■ Consignes:
1) Traduisez en anglais cette phrase du texte sur Mohamed Melehi : « Tous s’accordent sur la permanence de son talent et son admirable constance dans la création. »
2) Recopiez à l’identique, dans les enregistrements, tout ce qui va du tout début jusqu’à la ligne contenant "box: [209, 112, 231, 130]", celle-ci comprise.

■ Texte fourni:
········

Cet article a initialement été publié le 5 décembre 2016
À quatre-vingts ans tout ronds, Mohamed Melehi est sur tous les fronts. À peine a-t-il présidé au vernissage casablancais de l’exposition réunissant ses derniers travaux picturaux à la Loft Art Gallery, qu’on le retrouvait, le lendemain, dans le Marrakech de la COP22, où il était doublement présent, avec une œuvre faisant partie du Parc de sculptures érigé, à l’occasion, dans un square du boulevard Mohammed V, de même qu’avec une toile comprise dans l’importante exposition inaugurale du MACAAL (voir TelQuel numéro 740). D’où vient à Melehi une telle énergie ? Qu’est-ce qui justifie, chez lui, une telle longévité artistique ?
Le parcours de ce Zaïlachi s’inscrit dans les débuts de l’histoire de la peinture marocaine moderne. Sa vie est un roman où se mêlent, inextricablement, création artistique, action politique et relation singulière aux nombreuses femmes ayant partagé son long et fructueux trajet. D’aucuns parlent, à son sujet, d’un formidable sens de l’opportunisme. D’autres ne cachent pas leur admiration devant un amour de la vie frisant la boulimie. Tous s’accordent sur la permanence de son talent et son admirable constance dans la création.
Lorsque Melehi y voit le jour en 1936, Asilah — ancienne cité portuaire dont le glorieux et mouvementé passé remonte à l’Antiquité — n’est plus qu’une bourgade de pêcheurs endormie, sous administration franquiste. Néanmoins, les traces d’une vieille civilité y restent perceptibles, notamment dans la quiète coexistence qu’y entretiennent les quelque 10.000 habitants autochtones — dont une forte communauté juive — avec les quelque 6000 soldats espagnols en garnison.
Installés depuis trois siècles dans la ville, en provenance de Fès, les Melehi sont une famille de qodat et de âdouls. Rompant la chaîne, le grand-père de notre héros se fait caravanier et son père grossiste en produits alimentaires. Les deux régénérant ainsi, grâce à ces activités sonnantes et trébuchantes, une position familiale aristocratique mise en péril, car due au monopole d’un savoir traditionnel désormais caduc après l’intrusion, par le protectorat, de l’administration moderne. La mère, une Rifaine, décède alors que l’enfant n’a que treize ans.

········

■ Données fournies:
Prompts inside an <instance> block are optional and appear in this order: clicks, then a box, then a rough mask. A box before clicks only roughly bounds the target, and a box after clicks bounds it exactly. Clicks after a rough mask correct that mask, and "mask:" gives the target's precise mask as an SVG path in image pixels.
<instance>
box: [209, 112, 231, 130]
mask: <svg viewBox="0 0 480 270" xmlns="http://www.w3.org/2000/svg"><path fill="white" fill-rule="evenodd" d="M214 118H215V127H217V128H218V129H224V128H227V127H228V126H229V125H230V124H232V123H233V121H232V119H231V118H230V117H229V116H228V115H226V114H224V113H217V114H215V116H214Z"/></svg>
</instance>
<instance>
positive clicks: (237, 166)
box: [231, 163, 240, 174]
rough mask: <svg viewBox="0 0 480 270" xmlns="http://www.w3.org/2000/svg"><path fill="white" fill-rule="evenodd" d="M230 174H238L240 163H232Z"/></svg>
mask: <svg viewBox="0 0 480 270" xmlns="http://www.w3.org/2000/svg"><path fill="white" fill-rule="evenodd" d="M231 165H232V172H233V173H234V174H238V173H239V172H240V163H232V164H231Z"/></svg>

········

■ Réponses:
1) All agree on the permanence of his talent and his admirable constancy in his creative work.

2)
Prompts inside an <instance> block are optional and appear in this order: clicks, then a box, then a rough mask. A box before clicks only roughly bounds the target, and a box after clicks bounds it exactly. Clicks after a rough mask correct that mask, and "mask:" gives the target's precise mask as an SVG path in image pixels.
<instance>
box: [209, 112, 231, 130]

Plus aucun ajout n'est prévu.